> **Complete the following**
- A) In the passage on foster care, could you give the stretch from "Teenagers were harder" through "their past life." again, renaming "church group" as "sports club"?
- B) Can you carry the passage on foster care further, starting after its final sentence?

> **Given passage**
■ ■ ■ ■ ■ ■ ■

It is heartbreaking when estranged parents promise to visit , then don’t turn up. The child stands excitedly at the front gate looking at the traffic, only to be let down again. We would give lame excuses for them and reward the child with a treat or distraction; whether it’s popcorn and staying up a bit later, making marshmallows over a bonfire outside, playing spotlight with our torches or putting on an impromptu  concert for the whole family. I found that the best way to get a bruised and tired child to sleep was through music. My husband rigged up a music system for the bedrooms upstairs and every night, a child selected a classical C.D. so music wafted into their bedrooms. They never had sleep problems whilst getting their fill of Bach, Brahms, Mozart and Chopin.

Once, I had a family of four siblings who refused to go to bed at the appointed time. It affected the other children. I suggested they do running races up the back lawn. My husband held a stop-watch and timed them. They loved it and within a short time they were all tired and happy to go to bed with thoughts of being a successful athlete. It was my way of changing irritable negative behaviour into a positive without causing friction. You need to be inventive. I knew taking on other people’s kids wasn’t going to be easy so I’d be adaptable, not a pushover.

Teenagers were harder to foster because they’d suffered some abuse, usually, and they wanted to be in control. They were upset being separated from their birth families, however negligent, and of course all teens are hormonal. Once we found out their interests, we’d engage them in activities they likes. Our circle of friends widened, for instance, if they went to a particular church group, then we’d go. It was to give continuity to their past life.

■ ■ ■ ■ ■ ■ ■

> **Source information**
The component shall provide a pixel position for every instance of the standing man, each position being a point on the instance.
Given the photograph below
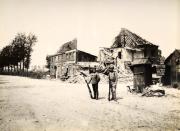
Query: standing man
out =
(94, 80)
(113, 79)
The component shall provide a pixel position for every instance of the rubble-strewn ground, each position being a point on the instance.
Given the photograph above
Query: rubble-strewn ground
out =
(44, 105)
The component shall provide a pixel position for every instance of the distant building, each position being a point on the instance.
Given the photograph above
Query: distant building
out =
(126, 48)
(67, 60)
(172, 69)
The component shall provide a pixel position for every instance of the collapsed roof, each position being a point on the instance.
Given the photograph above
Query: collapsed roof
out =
(71, 45)
(127, 38)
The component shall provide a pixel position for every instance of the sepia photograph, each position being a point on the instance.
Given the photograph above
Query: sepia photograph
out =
(89, 65)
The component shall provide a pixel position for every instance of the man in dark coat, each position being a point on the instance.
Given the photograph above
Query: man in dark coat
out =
(94, 80)
(113, 79)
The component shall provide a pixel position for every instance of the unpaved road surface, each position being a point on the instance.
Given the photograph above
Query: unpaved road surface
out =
(43, 105)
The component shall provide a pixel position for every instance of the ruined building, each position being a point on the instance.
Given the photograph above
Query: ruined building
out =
(126, 48)
(68, 59)
(172, 70)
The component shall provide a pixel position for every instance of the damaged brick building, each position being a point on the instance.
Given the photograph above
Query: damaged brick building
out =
(172, 70)
(68, 59)
(126, 48)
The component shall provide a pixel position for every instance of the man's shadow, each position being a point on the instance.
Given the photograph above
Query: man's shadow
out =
(119, 98)
(101, 98)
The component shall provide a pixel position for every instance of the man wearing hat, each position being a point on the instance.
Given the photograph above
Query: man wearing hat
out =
(113, 79)
(94, 80)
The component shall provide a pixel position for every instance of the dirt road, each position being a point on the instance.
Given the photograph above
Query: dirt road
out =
(43, 105)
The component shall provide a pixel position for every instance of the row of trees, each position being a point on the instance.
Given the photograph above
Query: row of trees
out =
(16, 56)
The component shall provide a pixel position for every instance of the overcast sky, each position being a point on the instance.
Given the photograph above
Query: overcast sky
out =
(94, 23)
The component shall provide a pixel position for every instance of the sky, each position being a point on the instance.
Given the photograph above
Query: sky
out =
(94, 23)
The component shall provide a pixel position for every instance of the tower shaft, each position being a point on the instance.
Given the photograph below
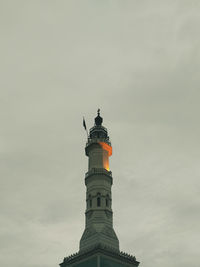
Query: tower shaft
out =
(98, 180)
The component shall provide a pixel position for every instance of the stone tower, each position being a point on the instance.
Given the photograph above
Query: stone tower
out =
(99, 245)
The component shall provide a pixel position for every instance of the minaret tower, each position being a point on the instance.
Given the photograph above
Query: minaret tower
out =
(99, 245)
(98, 181)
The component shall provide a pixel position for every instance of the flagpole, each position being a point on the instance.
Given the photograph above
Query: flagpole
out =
(84, 125)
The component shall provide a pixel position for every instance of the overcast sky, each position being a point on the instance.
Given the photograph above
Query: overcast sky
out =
(139, 61)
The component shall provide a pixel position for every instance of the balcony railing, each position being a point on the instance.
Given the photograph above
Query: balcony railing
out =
(98, 170)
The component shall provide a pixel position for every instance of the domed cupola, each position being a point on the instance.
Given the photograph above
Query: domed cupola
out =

■ ■ ■ ■ ■ ■ ■

> **Responses**
- A)
Teenagers were harder to foster because they’d suffered some abuse, usually, and they wanted to be in control. They were upset being separated from their birth families, however negligent, and of course all teens are hormonal. Once we found out their interests, we’d engage them in activities they likes. Our circle of friends widened, for instance, if they went to a particular sports club, then we’d go. It was to give continuity to their past life.

- B)
One foster teen daughter was so obnoxious I was on the verge of giving up. My husband reminded me that was in her best interest for now to be with us. So, could I change my attitude towards her? How? Treat each new day like a cassette tape or a book. Turn the tape over or the page over and start afresh. Often this worked. Don’t dwell on past negative behaviour. The kid has moved on and I could too. I found this particularly helpful advice I’d never considered. Also I was grateful that he was supportive and felt the children’s needs were vital compared to me being upset by their temporary meltdown.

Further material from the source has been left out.